→ **Auszug zur Lektüre**:
Wie viele Beigeordnete in der Gemeinde bestellt werden, ist durch Hauptsatzung entsprechend den Erfordernissen der Gemeindeverwaltung zu regeln.
II. Aufgaben
201
Beigeordnete haben die Aufgabe, in größeren Gemeindeverwaltungen den Bürgermeister dauerhaft zu entlasten. Ihnen werden Geschäftskreise zugeordnet, in denen sie tätig sind. Eine Festlegung der Geschäftskreise erfolgt durch den Bürgermeister im Einvernehmen mit dem Gemeinderat (§ 44 Abs. 1 GemO); eine Hauptsatzungsregelung ist nicht zwingend erforderlich, wenngleich nicht unüblich.
KBK § 49 Rn. 2.202
In Großen Kreisstädten und Stadtkreisen führt der Erste Beigeordnete die Amtsbezeichnung „Bürgermeister“; den weiteren Beigeordneten kann der Gemeinderat die Bezeichnung „Bürgermeister“ verleihen (§ 49 Abs. 3 S. 4 GemO). Diese Regelung korrespondiert insoweit mit § 42 Abs. 4 GemO, wonach der Bürgermeister in den Großen Kreisstädten und Stadtkreisen die Bezeichnung „Oberbürgermeister“ führt.

→ **Bereitgestellte Datensätze**:
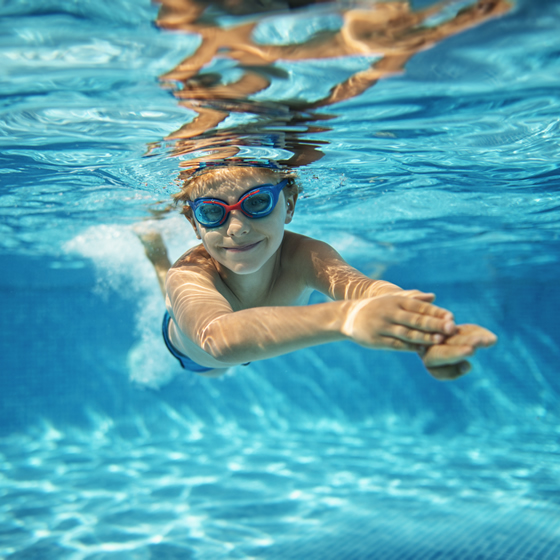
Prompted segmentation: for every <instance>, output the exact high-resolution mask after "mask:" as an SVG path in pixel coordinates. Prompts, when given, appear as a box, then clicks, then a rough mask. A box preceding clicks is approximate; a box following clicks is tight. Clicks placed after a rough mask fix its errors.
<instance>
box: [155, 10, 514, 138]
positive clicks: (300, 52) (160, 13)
mask: <svg viewBox="0 0 560 560" xmlns="http://www.w3.org/2000/svg"><path fill="white" fill-rule="evenodd" d="M160 2H161V3H162V10H161V12H160V15H159V17H158V20H157V24H158V25H159V26H160V27H163V28H167V29H175V30H177V29H178V30H183V31H187V32H191V33H197V34H199V35H200V36H201V39H202V40H201V44H200V46H199V47H198V49H197V50H196V52H195V53H193V54H192V55H191V56H189V57H188V58H186V59H185V60H183V61H182V62H181V63H180V64H179V65H178V66H177V67H176V68H174V69H173V70H171V71H170V72H168V73H167V74H165V75H164V76H162V80H163V81H164V82H166V81H167V82H174V83H177V82H179V83H181V84H182V86H181V87H180V88H174V89H175V90H174V95H175V97H176V98H177V99H179V100H180V103H181V104H182V105H183V106H185V107H188V108H189V109H191V110H193V111H194V112H196V113H197V117H196V118H195V119H194V120H193V121H192V122H190V123H188V124H186V125H185V126H183V127H182V128H181V129H180V130H178V131H176V132H175V133H173V134H172V135H171V136H170V137H169V138H170V139H180V138H192V137H195V136H198V135H200V134H202V133H204V132H206V131H208V130H209V129H211V128H214V127H216V126H217V125H218V124H219V123H220V122H222V121H223V120H224V119H225V118H226V117H227V116H228V114H229V112H230V111H232V110H234V111H235V110H239V111H243V112H245V111H252V112H256V113H260V112H262V111H259V110H258V108H259V104H262V101H255V100H251V96H252V95H254V94H256V93H258V92H260V91H263V90H264V89H266V88H267V87H269V86H270V83H271V77H272V76H274V75H278V71H279V69H278V68H276V67H275V63H277V62H278V61H296V60H314V59H335V60H336V59H338V58H341V57H349V56H360V57H361V56H372V55H374V56H376V57H379V59H378V60H376V62H374V63H373V64H372V65H371V66H370V67H369V68H367V69H365V70H363V71H360V72H357V73H355V74H354V75H352V76H351V77H350V78H348V79H347V80H345V81H342V82H341V83H339V84H337V85H335V86H333V87H332V89H331V90H330V92H329V93H328V94H327V95H326V96H325V97H324V98H322V99H319V100H315V101H307V100H302V99H285V100H279V103H280V104H282V105H284V106H285V107H288V108H289V109H290V110H291V111H309V110H311V109H316V108H319V107H325V106H327V105H332V104H334V103H338V102H341V101H343V100H346V99H350V98H352V97H355V96H357V95H360V94H361V93H363V92H364V91H366V90H367V89H368V88H370V87H371V86H373V85H374V84H375V83H376V82H377V80H379V79H381V78H383V77H386V76H390V75H394V74H395V73H398V72H401V71H402V70H403V68H404V66H405V64H406V63H407V62H408V61H409V60H410V58H411V57H412V56H414V55H415V54H417V53H418V52H420V51H422V50H425V49H427V48H429V47H432V46H434V45H436V44H437V43H439V42H440V41H442V40H444V39H446V38H447V37H450V36H452V35H455V34H457V33H460V32H463V31H465V30H466V29H469V28H471V27H474V26H476V25H480V24H481V23H483V22H485V21H487V20H489V19H491V18H493V17H498V16H501V15H503V14H505V13H507V12H508V11H509V10H510V9H511V3H510V2H509V1H508V0H477V1H476V2H473V4H472V5H470V6H467V7H465V8H464V9H462V10H460V11H459V12H458V13H457V14H456V15H455V16H454V17H452V18H450V19H448V20H446V21H443V22H440V23H437V24H435V25H433V26H432V25H430V24H429V21H430V18H431V17H434V16H438V15H439V14H441V13H442V10H443V8H444V7H445V6H448V5H452V2H438V3H436V4H435V5H433V6H430V7H428V8H425V9H423V10H419V11H415V10H413V9H412V7H411V4H410V2H403V1H396V2H395V1H392V2H372V3H371V4H369V5H368V4H364V5H363V6H362V7H361V8H360V9H344V8H343V6H344V5H342V6H339V7H338V11H339V13H340V16H341V19H342V26H341V28H340V29H339V30H337V31H323V32H321V33H318V34H317V35H315V36H313V37H311V38H310V39H308V40H307V41H305V42H303V43H297V44H287V45H267V44H261V43H259V42H257V41H256V40H255V39H254V37H253V33H254V31H255V29H256V27H257V24H258V22H255V21H252V22H248V23H241V24H239V25H236V26H232V27H219V26H218V25H217V24H216V23H214V24H212V23H211V22H207V21H204V22H202V23H200V22H198V23H197V22H196V19H197V17H199V16H200V15H201V13H202V8H203V5H202V4H201V3H200V2H196V1H193V0H188V1H183V2H179V3H178V2H176V1H174V0H160ZM218 3H219V4H221V5H222V7H225V8H226V9H227V8H228V5H229V9H230V11H231V9H232V8H233V7H234V5H235V4H236V5H238V6H237V12H236V11H234V13H241V12H240V11H239V10H240V8H241V7H243V8H244V10H243V11H242V13H251V9H252V8H253V9H256V8H255V3H254V2H246V1H239V2H218ZM303 3H304V4H312V3H313V2H303ZM281 4H285V3H282V2H280V3H279V4H278V5H277V7H278V8H281V7H282V6H281ZM332 7H333V9H334V8H336V7H337V5H336V3H333V4H332ZM269 8H270V9H273V5H272V4H271V5H270V6H269ZM256 11H257V12H258V11H266V10H256ZM218 57H227V58H229V59H231V60H234V61H236V62H237V65H238V69H239V70H240V71H241V77H240V78H239V79H238V80H236V81H228V82H227V83H223V81H222V80H221V79H220V76H217V75H215V74H213V73H208V72H204V67H205V66H206V65H208V64H210V63H211V62H212V60H214V59H216V58H218ZM307 93H308V94H309V95H307V96H306V97H308V98H311V97H312V95H313V94H314V92H307ZM241 101H244V102H250V103H251V104H252V105H253V108H252V109H251V108H250V107H247V106H246V105H242V106H239V107H237V109H236V105H237V104H239V103H240V102H241Z"/></svg>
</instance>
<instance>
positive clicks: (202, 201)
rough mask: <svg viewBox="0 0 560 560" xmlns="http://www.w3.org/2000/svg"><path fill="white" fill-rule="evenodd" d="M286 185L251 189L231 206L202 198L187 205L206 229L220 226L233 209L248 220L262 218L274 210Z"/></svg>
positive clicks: (283, 181) (261, 186) (286, 180)
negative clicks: (283, 189) (238, 200)
mask: <svg viewBox="0 0 560 560" xmlns="http://www.w3.org/2000/svg"><path fill="white" fill-rule="evenodd" d="M287 183H288V180H287V179H284V180H282V181H280V182H279V183H278V184H276V185H261V186H260V187H256V188H254V189H251V190H250V191H249V192H247V193H246V194H245V195H243V196H241V198H240V200H239V202H238V203H237V204H233V205H231V206H230V205H228V204H226V203H225V202H222V201H220V200H216V199H204V198H199V199H197V200H195V201H194V202H189V203H188V204H189V206H191V208H192V209H193V211H194V215H195V218H196V219H197V221H198V222H199V223H200V224H202V225H203V226H204V227H207V228H213V227H218V226H221V225H222V224H223V223H224V222H225V221H226V220H227V217H228V215H229V213H230V212H231V211H232V210H234V209H239V210H241V211H242V212H243V214H245V215H246V216H248V217H249V218H264V217H265V216H268V215H269V214H270V213H271V212H272V211H273V210H274V207H275V206H276V203H277V202H278V196H279V194H280V191H281V190H282V189H283V188H284V187H285V186H286V184H287Z"/></svg>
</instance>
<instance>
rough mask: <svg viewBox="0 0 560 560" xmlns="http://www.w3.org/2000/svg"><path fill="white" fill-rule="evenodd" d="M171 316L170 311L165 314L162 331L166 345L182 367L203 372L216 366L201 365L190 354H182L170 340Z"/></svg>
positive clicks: (161, 330) (163, 318)
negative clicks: (169, 322)
mask: <svg viewBox="0 0 560 560" xmlns="http://www.w3.org/2000/svg"><path fill="white" fill-rule="evenodd" d="M170 320H171V317H170V316H169V313H168V312H167V311H166V312H165V315H164V316H163V324H162V326H161V331H162V334H163V340H164V341H165V345H166V346H167V349H168V350H169V351H170V352H171V353H172V354H173V355H174V356H175V357H176V358H177V359H178V360H179V363H180V364H181V367H182V368H183V369H188V370H189V371H193V372H196V373H203V372H205V371H212V370H213V369H214V368H207V367H206V366H201V365H200V364H197V363H196V362H195V361H193V360H191V359H190V358H189V357H188V356H185V355H184V354H181V352H179V350H177V349H176V348H174V347H173V345H172V344H171V341H170V340H169V321H170Z"/></svg>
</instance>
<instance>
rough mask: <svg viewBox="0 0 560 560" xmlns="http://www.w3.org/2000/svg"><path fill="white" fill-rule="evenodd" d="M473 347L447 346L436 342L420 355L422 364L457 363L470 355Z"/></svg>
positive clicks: (458, 362) (471, 351) (469, 355)
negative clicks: (420, 356)
mask: <svg viewBox="0 0 560 560" xmlns="http://www.w3.org/2000/svg"><path fill="white" fill-rule="evenodd" d="M474 352H475V349H474V348H473V347H472V346H448V345H447V344H438V345H437V346H430V347H429V348H428V349H427V350H426V352H425V354H424V355H423V357H422V361H423V362H424V365H425V366H426V367H428V368H430V367H439V366H447V365H453V364H457V363H459V362H461V361H463V360H464V359H465V358H468V357H469V356H472V355H473V354H474Z"/></svg>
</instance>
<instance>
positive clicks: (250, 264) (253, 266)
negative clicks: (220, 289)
mask: <svg viewBox="0 0 560 560" xmlns="http://www.w3.org/2000/svg"><path fill="white" fill-rule="evenodd" d="M223 264H224V266H225V267H226V268H228V269H229V270H231V271H232V272H235V274H241V275H245V274H253V272H258V271H259V270H260V269H261V268H262V267H263V264H264V263H258V264H249V263H233V264H232V263H228V264H225V263H223Z"/></svg>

→ **Aufgabenstellung**:
Welche Amtsbezeichnung führt laut dem Auszug über Beigeordnete der Erste Beigeordnete in Großen Kreisstädten und Stadtkreisen? Die Datensätze spielen hierfür keine Rolle.

→ **Lösung**:
Er führt die Amtsbezeichnung „Bürgermeister“.